• [Required work] For this exercise, write each entry below out precisely and omit the pictures.

• [Data for this task]
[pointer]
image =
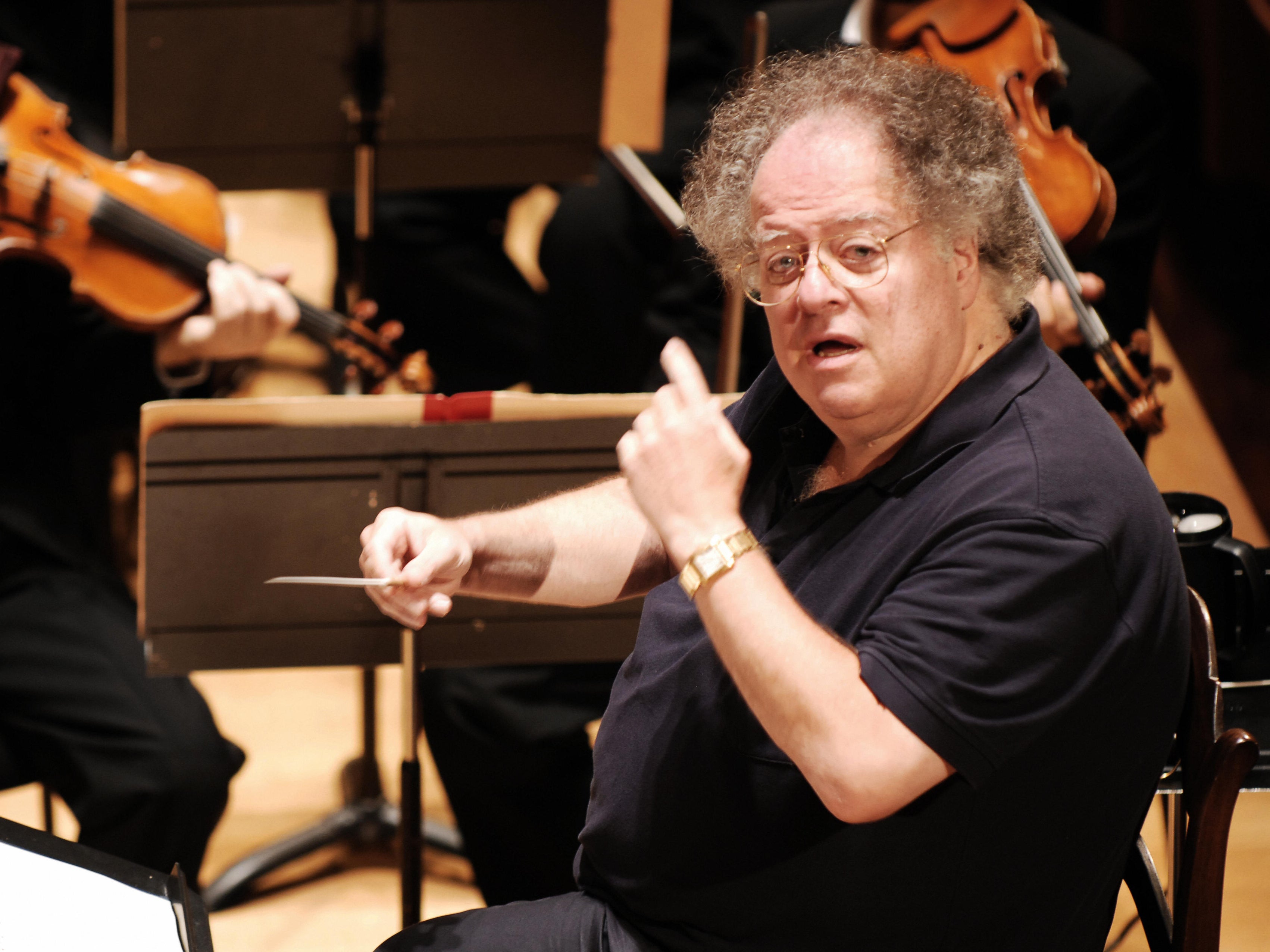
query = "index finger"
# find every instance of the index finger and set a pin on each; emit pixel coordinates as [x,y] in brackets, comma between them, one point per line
[682,371]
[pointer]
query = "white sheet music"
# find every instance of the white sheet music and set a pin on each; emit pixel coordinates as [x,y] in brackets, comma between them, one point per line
[53,907]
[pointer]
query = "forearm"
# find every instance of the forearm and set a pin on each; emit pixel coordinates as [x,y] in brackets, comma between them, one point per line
[804,686]
[584,547]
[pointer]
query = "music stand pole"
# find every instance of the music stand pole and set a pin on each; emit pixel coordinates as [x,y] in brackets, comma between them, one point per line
[365,111]
[412,795]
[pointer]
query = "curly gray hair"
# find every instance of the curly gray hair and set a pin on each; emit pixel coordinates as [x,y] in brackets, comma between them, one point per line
[955,162]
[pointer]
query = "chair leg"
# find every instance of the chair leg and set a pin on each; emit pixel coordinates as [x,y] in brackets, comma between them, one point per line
[46,798]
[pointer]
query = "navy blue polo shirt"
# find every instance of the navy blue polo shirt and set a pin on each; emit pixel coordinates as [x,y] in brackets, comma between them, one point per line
[1011,584]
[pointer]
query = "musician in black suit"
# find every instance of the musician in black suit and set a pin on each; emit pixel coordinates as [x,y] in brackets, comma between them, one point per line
[138,760]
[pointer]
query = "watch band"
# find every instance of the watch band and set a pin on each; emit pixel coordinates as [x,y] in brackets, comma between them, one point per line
[714,559]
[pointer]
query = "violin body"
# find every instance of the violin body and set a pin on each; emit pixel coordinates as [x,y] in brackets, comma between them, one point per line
[1004,47]
[53,185]
[138,236]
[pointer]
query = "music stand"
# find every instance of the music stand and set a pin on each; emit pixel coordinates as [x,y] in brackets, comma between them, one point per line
[235,492]
[384,93]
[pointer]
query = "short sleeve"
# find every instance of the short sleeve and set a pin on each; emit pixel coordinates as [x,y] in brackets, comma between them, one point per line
[991,639]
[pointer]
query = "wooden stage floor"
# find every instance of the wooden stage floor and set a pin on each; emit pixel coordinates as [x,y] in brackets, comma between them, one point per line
[300,726]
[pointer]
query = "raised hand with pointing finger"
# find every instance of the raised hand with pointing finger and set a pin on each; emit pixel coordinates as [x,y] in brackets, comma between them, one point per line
[684,462]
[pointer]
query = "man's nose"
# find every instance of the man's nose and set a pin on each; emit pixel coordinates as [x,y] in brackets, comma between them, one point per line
[817,291]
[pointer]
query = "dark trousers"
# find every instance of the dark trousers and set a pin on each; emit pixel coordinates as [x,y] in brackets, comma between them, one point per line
[138,760]
[513,753]
[571,923]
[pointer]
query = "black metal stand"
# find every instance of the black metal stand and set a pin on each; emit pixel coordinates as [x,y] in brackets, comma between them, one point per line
[412,792]
[365,820]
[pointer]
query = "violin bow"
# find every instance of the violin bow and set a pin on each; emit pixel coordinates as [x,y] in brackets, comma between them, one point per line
[1135,389]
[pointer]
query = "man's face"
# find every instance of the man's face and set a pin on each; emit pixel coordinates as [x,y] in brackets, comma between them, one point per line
[869,362]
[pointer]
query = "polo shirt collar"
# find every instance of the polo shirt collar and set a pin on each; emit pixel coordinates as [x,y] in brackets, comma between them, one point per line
[964,415]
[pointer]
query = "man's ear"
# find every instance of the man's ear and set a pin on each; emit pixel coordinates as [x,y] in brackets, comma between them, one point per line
[966,260]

• [Reply to the task]
[pointer]
image =
query = "index finger"
# find every instance of the index finger and set a pin on each; emit pixel coordinates as [x,y] in brackets, comma between them, one point per line
[682,371]
[pointer]
query = "white sheet music"
# find every instance of the white sheet music and set a pin on each; emit pixel coordinates as [x,y] in brackets, comma between them, one point per line
[53,907]
[pointer]
query = "forearm"
# find every instance of the forearm and set a pin on each; emit pixel coordinates as [x,y] in brackets, comma between them, one point per line
[804,686]
[584,547]
[pointer]
query = "music stand pole"
# find every instance of the music stand pole and set a pin on each; emit pixel coordinates as [x,y] in brackets, comma between them, one point per line
[365,111]
[412,795]
[pointer]
query = "curly gray hair"
# find every instance of the curly gray hair and set a pin on each; emit pixel coordinates as [x,y] in brackets, comma between them, one point per line
[955,162]
[pointer]
query = "chair leg"
# find every instance of the chair leg and set a pin on each; emit pixel coordinates as [x,y] in brackets, comma between them, one point per line
[46,798]
[pointer]
query = "navy blue polo shirt"
# find every instance of the navy blue polo shirt and set a pin on each; emit pixel coordinates as [x,y] in brackets, comma between them, one point per line
[1011,584]
[pointer]
query = "musician in black suit"
# find every instance of the musician in black suit and set a pin on each; emit pixel coordinates as [x,y] in brackets, comma between them, one point per line
[138,760]
[pointer]
query = "watch band"
# find every instance of the watch band and set a pin on each; emit pixel coordinates as [x,y] in brackets, comma between them, one point per line
[714,559]
[pointer]
query = "violin body"
# find every instance of the violin body and set a pin on each; emit pixel coordinates as [x,y] in brackets, comma between them, one point per line
[1004,47]
[53,185]
[138,236]
[pointer]
query = "music stand"
# find every instance of the music stand and set a pin on each; emit pixel coordinates as [x,y] in brackets, comma between them, one point per line
[235,492]
[384,93]
[pointer]
query = "short sleeve"
# find every instance of the short sleeve and set a pin on each; emit pixel coordinates as [x,y] in brackets, comma between them, one point per line
[991,639]
[pointer]
query = "wooden stage floor"
# find every instance of the wooden stage floor and set a pin on each; emit pixel coordinates as [x,y] in brackets, comma between them, one point per line
[300,726]
[pointer]
query = "raised hand with pointing finger"
# find every instance of the raised hand with pointing finger and set a pin on each; emit pixel coordinates as [x,y] in brackets, comma between them, one point per line
[684,462]
[pointer]
query = "man's nose"
# find every instance of the man's nose and set a pin on each; emit pixel coordinates as [x,y] in brackets, comma between them, one point per line
[817,291]
[pointer]
query = "dark trousers"
# find every instance of the dark trousers and set a pin on each; emit pixel coordinates as [x,y] in brackets, comma between them, one point per line
[138,760]
[513,753]
[571,923]
[pointer]
query = "black metal stand"
# find every instance of the black metal stand and set a pin on each; emit pixel coordinates as [x,y] in brackets, comma between them, one point per line
[412,792]
[365,820]
[pointer]
query = "violin bow"
# find every instance of the violin bow and set a pin on each; emit pixel coordinates as [x,y] in brackets, comma between them, one point per line
[1135,389]
[pointer]
query = "man's face"
# find every instance of the man's face and set a pin on each; emit pixel coordinates as [x,y] in brackets, comma between them, one point per line
[869,362]
[pointer]
query = "polo shirt collar"
# find every instance of the polo shirt collar and set a pin on each; emit pixel coordinates as [x,y] in brackets, comma between them, one point per line
[964,415]
[pointer]
query = "man's ear"
# find every instance of the man's ear and set a pin on each; emit pixel coordinates as [x,y] in brackets, comma between them, one point per line
[966,260]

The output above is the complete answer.